INSTRUCTIONS TO FOLLOW: Using the material that follows, output exactly the lines from the one containing "like x=294 y=254." through the one containing "like x=348 y=70.", with both ends kept.

THE DATA:
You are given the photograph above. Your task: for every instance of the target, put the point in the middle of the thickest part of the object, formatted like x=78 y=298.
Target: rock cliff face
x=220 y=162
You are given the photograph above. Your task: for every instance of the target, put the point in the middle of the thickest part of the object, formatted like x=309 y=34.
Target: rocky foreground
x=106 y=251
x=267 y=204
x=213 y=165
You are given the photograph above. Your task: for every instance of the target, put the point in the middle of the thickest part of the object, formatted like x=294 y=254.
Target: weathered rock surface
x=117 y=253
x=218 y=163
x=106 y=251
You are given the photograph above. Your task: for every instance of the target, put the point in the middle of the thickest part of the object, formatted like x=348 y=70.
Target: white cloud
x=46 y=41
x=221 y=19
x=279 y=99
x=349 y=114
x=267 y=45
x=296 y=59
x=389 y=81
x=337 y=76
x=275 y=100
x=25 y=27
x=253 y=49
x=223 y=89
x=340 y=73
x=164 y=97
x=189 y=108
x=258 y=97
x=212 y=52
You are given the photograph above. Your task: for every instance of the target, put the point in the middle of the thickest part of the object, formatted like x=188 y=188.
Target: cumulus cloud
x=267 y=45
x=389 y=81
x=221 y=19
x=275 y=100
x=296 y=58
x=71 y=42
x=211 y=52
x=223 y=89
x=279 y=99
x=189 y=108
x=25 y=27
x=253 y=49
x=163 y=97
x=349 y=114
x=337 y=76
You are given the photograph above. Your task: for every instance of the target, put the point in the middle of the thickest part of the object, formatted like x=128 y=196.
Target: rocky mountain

==

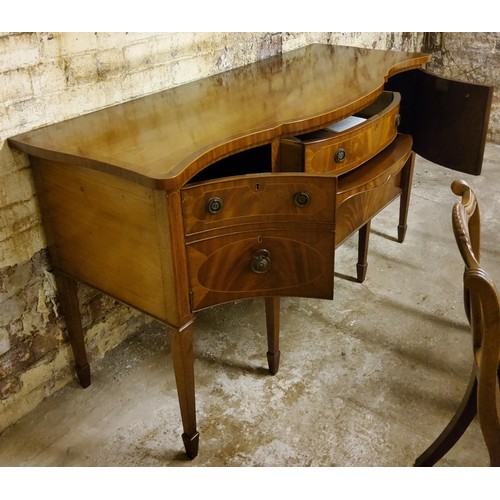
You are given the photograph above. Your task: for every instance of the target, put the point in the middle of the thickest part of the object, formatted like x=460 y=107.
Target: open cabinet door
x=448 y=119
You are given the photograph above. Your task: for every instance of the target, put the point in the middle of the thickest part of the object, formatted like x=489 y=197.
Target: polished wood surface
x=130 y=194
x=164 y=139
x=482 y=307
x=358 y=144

==

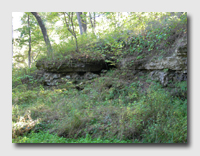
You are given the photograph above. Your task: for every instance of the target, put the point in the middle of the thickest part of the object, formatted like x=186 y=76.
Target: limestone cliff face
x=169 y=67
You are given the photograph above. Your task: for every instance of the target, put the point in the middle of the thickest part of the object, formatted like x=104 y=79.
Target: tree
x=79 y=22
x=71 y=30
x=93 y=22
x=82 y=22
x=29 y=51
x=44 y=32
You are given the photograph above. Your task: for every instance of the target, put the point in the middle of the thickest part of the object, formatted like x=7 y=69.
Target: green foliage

TASK ANSWER:
You are given the photograph above. Your task: for every instance of the target, put the point in the middle of the thickest part of the object, formatted like x=294 y=254.
Target: weathered rock surface
x=117 y=253
x=218 y=163
x=106 y=251
You are given the photograph above. Your task: for every instance of the target, put the point in the middle of the thickest part of the object, formatted like x=348 y=70.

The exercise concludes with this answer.